(Stored records)
* * *

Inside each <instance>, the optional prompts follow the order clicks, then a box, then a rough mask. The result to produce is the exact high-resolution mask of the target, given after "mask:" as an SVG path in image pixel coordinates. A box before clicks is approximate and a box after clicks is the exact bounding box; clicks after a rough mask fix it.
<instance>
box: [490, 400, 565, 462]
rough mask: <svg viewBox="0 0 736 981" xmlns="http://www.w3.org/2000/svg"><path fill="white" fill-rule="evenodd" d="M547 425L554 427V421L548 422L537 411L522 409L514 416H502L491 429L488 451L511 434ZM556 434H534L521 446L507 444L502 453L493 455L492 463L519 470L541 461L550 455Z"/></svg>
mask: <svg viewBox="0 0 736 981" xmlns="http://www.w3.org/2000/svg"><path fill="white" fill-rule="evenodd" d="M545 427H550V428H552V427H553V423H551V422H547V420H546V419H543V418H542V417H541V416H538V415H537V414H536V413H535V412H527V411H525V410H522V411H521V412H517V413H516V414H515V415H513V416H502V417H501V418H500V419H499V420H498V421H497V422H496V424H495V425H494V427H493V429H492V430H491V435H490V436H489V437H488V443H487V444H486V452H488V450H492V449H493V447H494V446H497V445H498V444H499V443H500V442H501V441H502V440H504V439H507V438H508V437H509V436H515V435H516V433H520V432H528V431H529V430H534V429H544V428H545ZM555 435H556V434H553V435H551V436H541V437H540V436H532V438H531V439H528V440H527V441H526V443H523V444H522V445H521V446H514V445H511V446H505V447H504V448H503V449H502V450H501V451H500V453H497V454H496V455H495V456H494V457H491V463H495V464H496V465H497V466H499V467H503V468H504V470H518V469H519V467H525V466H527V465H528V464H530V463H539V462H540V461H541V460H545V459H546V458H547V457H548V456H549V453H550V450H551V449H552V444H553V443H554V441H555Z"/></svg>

* * *

[What is being asked]: Please reproduce all of the material above line for line, without changing anything.

[Response to this task]:
Inside each <instance>, the optional prompts follow the order clicks, then a box, then a rough mask. The result to produce is the exact high-resolution mask of the target, given after "mask:" as an SVG path in image pixel coordinates. A box before clicks is approximate and a box after clicks is the exact bounding box; clicks after a rough mask fix it.
<instance>
box: [490, 400, 565, 462]
rough mask: <svg viewBox="0 0 736 981" xmlns="http://www.w3.org/2000/svg"><path fill="white" fill-rule="evenodd" d="M547 425L554 427V421L548 422L537 411L522 409L514 416H502L491 429L488 451L511 434ZM556 434H534L521 446L507 444L502 453L493 455L492 463L519 470L541 461L550 455Z"/></svg>
mask: <svg viewBox="0 0 736 981" xmlns="http://www.w3.org/2000/svg"><path fill="white" fill-rule="evenodd" d="M545 427H550V428H552V427H553V423H551V422H547V420H546V419H543V418H542V417H541V416H538V415H537V414H536V413H535V412H527V411H525V410H522V411H521V412H517V413H516V414H515V415H513V416H502V417H501V418H500V419H499V420H498V421H497V422H496V424H495V425H494V427H493V429H492V430H491V435H490V436H489V437H488V443H487V444H486V452H488V450H492V449H493V447H494V446H497V445H498V444H499V443H500V442H501V441H502V440H504V439H507V438H508V437H509V436H515V435H516V433H520V432H528V431H529V430H534V429H544V428H545ZM555 435H556V434H553V435H551V436H541V437H540V436H532V438H531V439H528V440H527V441H526V443H523V444H522V445H521V446H514V445H511V446H505V447H504V448H503V449H502V450H501V451H500V453H497V454H496V455H495V456H494V457H491V463H495V464H496V465H497V466H499V467H503V468H504V470H518V469H519V467H525V466H527V465H528V464H530V463H539V462H540V461H541V460H545V459H546V458H547V457H548V456H549V453H550V450H551V449H552V444H553V443H554V441H555Z"/></svg>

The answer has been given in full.